TEXT PROVIDED:
The year is but two days old and already the Daily Telegraph is on the Brexit warpath. It has published yet another piece claiming that despite all evidence to the contrary, leaving the European Union has not been the disaster that we believe it to be and that those who say it has must have got their figures jumbled up.
This time the article is by Julian Jessop, an independent economist affiliated with the discredited Institute of Economic Affairs (IEA) think tank, which brought you the triumph that was Trussonomics. I have noted that he occasionally comments on my articles in the tone of a disappointed teacher seeing a dull student make yet another basic error.
To be fair, I am not an economist but Mr Jessop is. And yet he seems determined to make the so-called “dismal science” even more dismal.
His Telegraph article starts with the observation that Remainers like myself have been saying that leaving the EU is costing the UK economy some £100 billion a year, or £40 billion in tax, or to put it another way, 4% of the country’s GDP. And Jessop’s contention is that this figure is plain wrong.

INFORMATION:
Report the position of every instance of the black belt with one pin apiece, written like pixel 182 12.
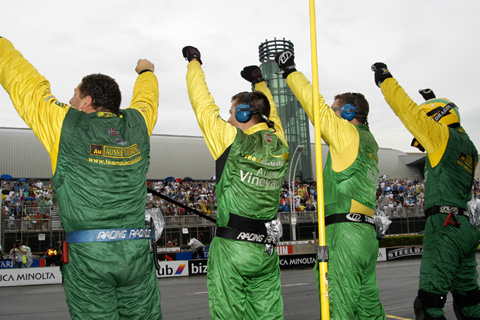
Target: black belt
pixel 445 209
pixel 244 236
pixel 245 229
pixel 349 217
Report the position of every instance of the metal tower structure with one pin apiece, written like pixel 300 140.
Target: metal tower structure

EXERCISE REQUIREMENTS:
A. From the Brexit commentary above the items, list every figure it gives for what leaving the EU is said to cost the UK.
B. According to the Brexit commentary, which think tank is Julian Jessop affiliated with?

EXERCISE RESPONSES:
A.
- £100 billion a year
- £40 billion in tax
- 4% of the country's GDP

B. The Institute of Economic Affairs (IEA).